Task –
Go to the line below containing "[trace] sunlit rock surface" and print exactly from there through the line containing "Trace the outline of the sunlit rock surface.", both included. Print nothing else.

Saved entries –
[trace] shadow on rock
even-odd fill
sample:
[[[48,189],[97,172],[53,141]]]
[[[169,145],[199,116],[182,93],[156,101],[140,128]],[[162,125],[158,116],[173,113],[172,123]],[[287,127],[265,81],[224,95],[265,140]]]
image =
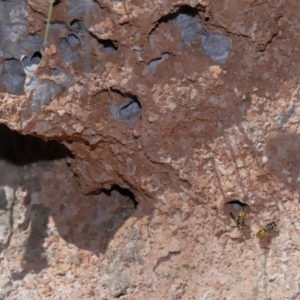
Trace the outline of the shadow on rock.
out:
[[[30,194],[41,190],[41,176],[33,170],[45,172],[52,167],[50,161],[66,158],[71,153],[56,141],[45,142],[37,137],[21,135],[3,124],[0,124],[0,136],[0,252],[10,246],[18,228],[18,218],[22,215],[20,207],[26,207],[25,221],[19,228],[25,234],[29,232],[22,247],[23,271],[12,274],[13,278],[20,279],[30,271],[38,273],[48,265],[43,243],[47,236],[50,208],[42,204],[30,205]],[[21,186],[29,192],[21,200],[23,203],[17,196]]]
[[[98,255],[106,251],[118,229],[136,208],[133,193],[114,185],[98,195],[61,200],[53,207],[52,215],[62,238]]]
[[[26,165],[37,161],[50,161],[71,156],[71,152],[56,141],[45,142],[30,135],[21,135],[0,124],[0,160],[14,165]]]
[[[25,253],[22,261],[22,272],[12,273],[15,280],[23,279],[29,272],[41,272],[48,267],[48,261],[43,247],[45,238],[48,236],[48,219],[50,208],[41,204],[34,204],[30,207],[30,219],[25,220],[22,224],[28,227],[30,234],[25,245]]]
[[[51,239],[60,236],[67,243],[98,255],[107,250],[116,232],[135,212],[137,217],[149,212],[145,208],[137,212],[133,192],[118,185],[82,194],[66,160],[58,160],[70,155],[59,143],[22,136],[4,125],[0,125],[0,134],[0,162],[6,170],[0,174],[0,209],[11,220],[9,228],[5,228],[10,232],[9,238],[0,246],[2,250],[10,247],[14,235],[18,243],[12,249],[17,247],[22,253],[21,271],[11,274],[13,280],[41,272],[49,266],[49,259],[60,259],[59,246],[52,245],[54,249],[49,250]],[[10,187],[10,198],[4,186]],[[18,198],[16,191],[20,186],[27,194]],[[25,217],[22,223],[17,216]]]

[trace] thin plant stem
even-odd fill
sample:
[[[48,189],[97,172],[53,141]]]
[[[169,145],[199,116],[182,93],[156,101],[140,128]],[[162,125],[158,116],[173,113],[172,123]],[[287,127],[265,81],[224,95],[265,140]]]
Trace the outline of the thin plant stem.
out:
[[[48,33],[49,33],[50,21],[51,21],[51,17],[52,17],[53,3],[54,3],[54,0],[49,0],[48,17],[47,17],[45,36],[44,36],[45,43],[48,40]]]

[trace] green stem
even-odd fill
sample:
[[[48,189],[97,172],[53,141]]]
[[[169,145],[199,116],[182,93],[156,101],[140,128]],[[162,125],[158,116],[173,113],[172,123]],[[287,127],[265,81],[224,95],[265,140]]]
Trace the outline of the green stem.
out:
[[[54,0],[49,0],[48,17],[47,17],[45,36],[44,36],[45,43],[48,40],[48,33],[49,33],[50,21],[51,21],[51,17],[52,17],[53,3],[54,3]]]

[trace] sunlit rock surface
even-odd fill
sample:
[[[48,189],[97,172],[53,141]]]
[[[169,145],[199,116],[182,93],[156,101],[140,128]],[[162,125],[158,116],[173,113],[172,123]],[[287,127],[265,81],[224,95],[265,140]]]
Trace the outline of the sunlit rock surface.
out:
[[[0,298],[295,298],[297,3],[55,3],[0,14],[0,123],[65,147],[5,134]]]

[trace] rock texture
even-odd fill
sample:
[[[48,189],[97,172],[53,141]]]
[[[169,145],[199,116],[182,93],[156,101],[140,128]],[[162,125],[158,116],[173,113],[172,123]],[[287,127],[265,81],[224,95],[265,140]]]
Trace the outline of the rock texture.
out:
[[[0,8],[0,123],[69,151],[2,162],[0,297],[296,299],[296,2]]]

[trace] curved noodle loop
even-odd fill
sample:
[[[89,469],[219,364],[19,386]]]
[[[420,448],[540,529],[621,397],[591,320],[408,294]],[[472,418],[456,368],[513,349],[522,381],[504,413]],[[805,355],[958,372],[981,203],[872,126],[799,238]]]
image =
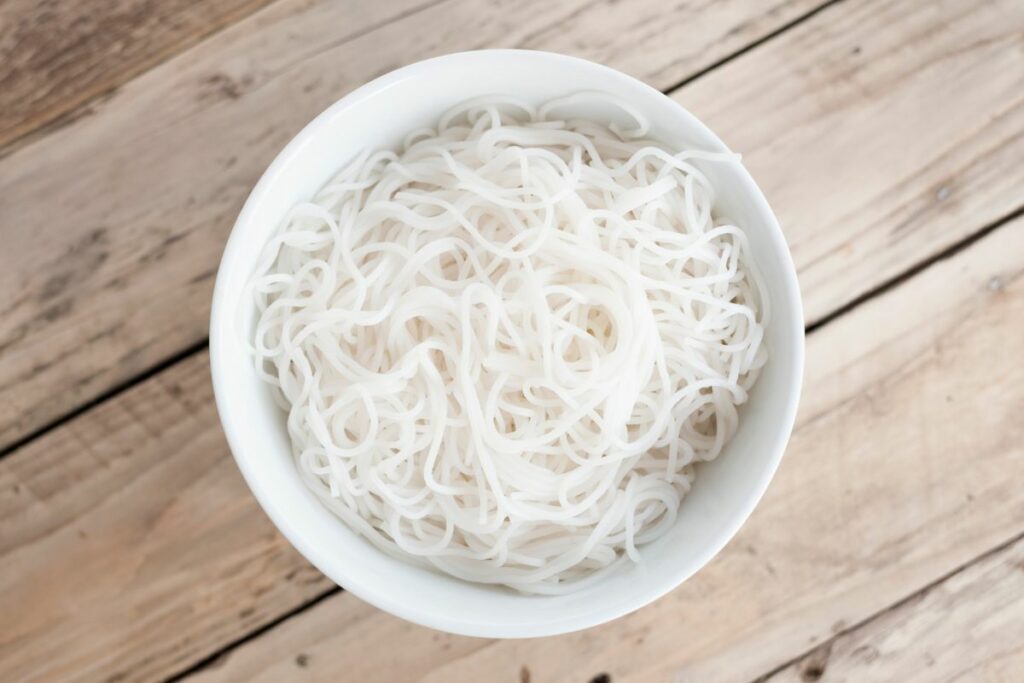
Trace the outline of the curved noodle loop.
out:
[[[353,530],[561,593],[672,525],[766,352],[743,231],[635,125],[467,102],[363,153],[267,246],[254,351],[299,471]]]

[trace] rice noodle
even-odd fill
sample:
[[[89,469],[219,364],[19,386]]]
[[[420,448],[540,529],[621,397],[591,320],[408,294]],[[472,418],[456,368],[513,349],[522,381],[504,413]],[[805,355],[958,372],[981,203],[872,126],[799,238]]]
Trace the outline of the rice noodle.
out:
[[[693,163],[736,157],[622,105],[559,118],[595,98],[464,103],[267,245],[253,350],[299,472],[392,555],[577,589],[639,561],[736,431],[768,299]]]

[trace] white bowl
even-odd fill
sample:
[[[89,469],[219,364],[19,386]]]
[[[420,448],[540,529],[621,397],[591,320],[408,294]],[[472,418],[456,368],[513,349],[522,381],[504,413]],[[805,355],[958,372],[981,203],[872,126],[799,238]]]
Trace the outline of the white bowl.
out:
[[[403,619],[472,636],[566,633],[636,610],[703,567],[736,533],[775,473],[796,415],[804,357],[796,273],[775,216],[750,175],[708,164],[720,206],[750,239],[771,297],[769,361],[743,407],[739,431],[714,462],[698,467],[676,525],[643,546],[643,561],[570,595],[524,596],[414,567],[350,531],[307,491],[290,455],[285,416],[256,376],[243,340],[255,309],[243,301],[257,255],[285,212],[309,199],[357,150],[393,147],[433,125],[448,107],[483,94],[540,103],[603,90],[646,114],[672,147],[726,150],[694,116],[657,90],[598,64],[518,50],[464,52],[382,76],[336,102],[295,136],[252,191],[217,274],[210,363],[224,432],[257,500],[277,528],[320,571],[363,600]],[[258,115],[258,114],[257,114]]]

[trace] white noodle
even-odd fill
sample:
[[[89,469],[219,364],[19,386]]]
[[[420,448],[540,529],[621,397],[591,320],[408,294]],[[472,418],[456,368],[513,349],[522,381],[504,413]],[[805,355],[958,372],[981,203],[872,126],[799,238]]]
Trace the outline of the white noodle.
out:
[[[528,593],[589,585],[673,524],[766,352],[743,231],[630,123],[464,103],[364,152],[270,241],[258,369],[297,467],[403,559]]]

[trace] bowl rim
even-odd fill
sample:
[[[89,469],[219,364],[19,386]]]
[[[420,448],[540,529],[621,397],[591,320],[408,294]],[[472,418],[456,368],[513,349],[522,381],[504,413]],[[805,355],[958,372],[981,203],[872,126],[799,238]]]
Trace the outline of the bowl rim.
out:
[[[226,354],[229,352],[229,349],[227,348],[227,344],[229,343],[227,334],[228,328],[230,327],[229,320],[231,315],[230,311],[225,310],[225,306],[227,305],[226,299],[229,298],[225,272],[231,268],[231,264],[234,261],[238,260],[236,254],[238,251],[238,245],[244,239],[243,233],[245,232],[246,224],[251,222],[253,219],[255,211],[254,207],[260,203],[265,194],[270,192],[270,188],[276,183],[278,177],[281,175],[283,169],[291,159],[299,153],[300,149],[315,139],[320,134],[321,129],[327,127],[330,120],[355,104],[369,99],[377,93],[392,87],[399,81],[408,78],[415,78],[427,72],[434,71],[439,67],[446,69],[454,67],[457,69],[460,64],[463,64],[466,61],[492,57],[505,59],[535,59],[538,61],[547,60],[549,62],[558,62],[562,66],[567,66],[569,68],[595,70],[609,79],[629,83],[631,87],[639,88],[641,91],[644,91],[652,97],[667,100],[674,107],[675,113],[681,119],[686,120],[688,126],[709,136],[723,149],[728,149],[717,134],[715,134],[696,116],[691,114],[671,97],[668,97],[664,93],[647,85],[639,79],[629,76],[628,74],[579,57],[540,50],[473,50],[431,57],[395,69],[394,71],[390,71],[352,90],[339,100],[335,101],[332,105],[318,114],[312,121],[306,124],[277,154],[274,160],[263,172],[259,181],[256,183],[252,192],[246,199],[241,211],[239,212],[238,218],[232,226],[231,233],[228,237],[218,266],[217,278],[214,284],[213,303],[210,313],[210,373],[213,383],[215,404],[222,429],[224,430],[224,434],[227,438],[232,456],[234,457],[234,460],[250,491],[263,511],[268,517],[270,517],[271,522],[277,530],[285,536],[289,543],[295,547],[307,561],[327,576],[332,582],[342,586],[345,591],[352,593],[359,599],[378,609],[389,612],[406,621],[426,626],[428,628],[447,631],[458,635],[476,637],[538,637],[570,633],[607,623],[654,602],[674,588],[678,587],[693,574],[704,568],[707,563],[721,552],[729,541],[735,537],[736,533],[743,526],[757,504],[760,502],[761,498],[764,496],[769,483],[774,477],[775,472],[778,470],[779,464],[785,453],[786,446],[792,436],[803,385],[805,362],[803,305],[800,297],[796,268],[793,264],[792,254],[790,253],[782,228],[778,223],[775,213],[769,206],[767,199],[764,197],[763,192],[745,166],[742,164],[739,165],[739,173],[747,185],[745,188],[745,194],[747,194],[756,204],[757,212],[763,216],[767,229],[770,232],[770,240],[773,243],[773,247],[782,259],[781,271],[783,273],[783,278],[781,286],[778,287],[779,291],[777,294],[781,294],[786,299],[786,304],[794,311],[794,326],[799,328],[792,330],[792,332],[794,332],[794,345],[793,348],[789,349],[789,351],[792,354],[793,369],[790,376],[786,379],[790,391],[786,397],[786,404],[782,413],[784,415],[784,420],[780,425],[776,443],[772,445],[773,452],[771,453],[771,457],[770,459],[766,459],[766,466],[763,469],[761,478],[757,481],[753,494],[746,497],[742,505],[737,506],[736,509],[732,511],[728,518],[728,523],[725,524],[724,529],[717,537],[716,542],[708,544],[699,552],[694,553],[691,556],[691,562],[689,562],[687,566],[680,567],[678,571],[666,573],[659,581],[652,580],[650,588],[643,592],[639,600],[633,599],[626,602],[619,601],[611,604],[601,603],[599,606],[583,614],[576,613],[568,617],[559,617],[553,620],[538,620],[529,624],[520,622],[509,624],[502,622],[500,619],[494,618],[476,620],[452,618],[437,611],[422,609],[415,604],[400,602],[393,599],[385,590],[380,590],[379,588],[368,586],[359,580],[354,580],[344,571],[343,568],[339,569],[337,564],[330,559],[330,556],[324,552],[322,547],[307,540],[303,530],[296,527],[291,522],[287,511],[279,505],[277,500],[274,499],[272,492],[265,490],[259,483],[259,478],[256,476],[256,470],[258,467],[254,460],[247,458],[244,455],[244,449],[241,445],[242,440],[239,435],[239,430],[245,423],[245,411],[240,410],[227,400],[226,395],[228,390],[226,388],[226,383],[228,380],[223,376],[223,372],[225,371],[222,370],[224,367],[222,359],[224,359]],[[372,548],[369,544],[367,547]],[[376,548],[373,548],[372,551],[382,552]]]

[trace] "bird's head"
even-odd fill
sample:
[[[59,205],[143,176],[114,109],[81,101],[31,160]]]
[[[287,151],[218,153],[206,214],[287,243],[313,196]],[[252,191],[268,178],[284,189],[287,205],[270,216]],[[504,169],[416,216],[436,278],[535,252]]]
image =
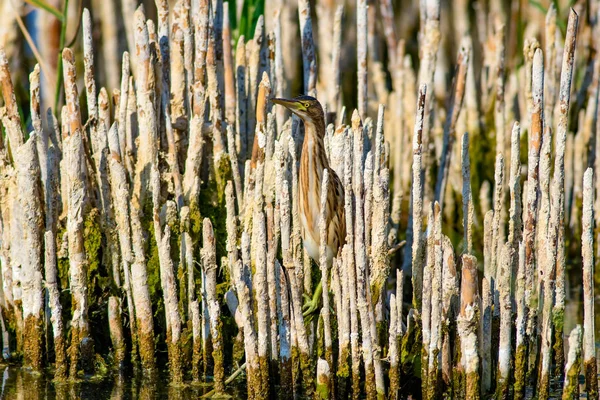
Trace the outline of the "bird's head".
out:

Answer section –
[trace] sunlit rock surface
even-odd fill
sample:
[[[48,189],[97,172],[53,141]]]
[[[169,145],[199,116],[182,93],[156,101],[140,128]],[[162,125],[158,116],[173,113],[172,123]],[[287,127],[265,81],[224,95],[265,140]]]
Trace the outline of the sunlit rock surface.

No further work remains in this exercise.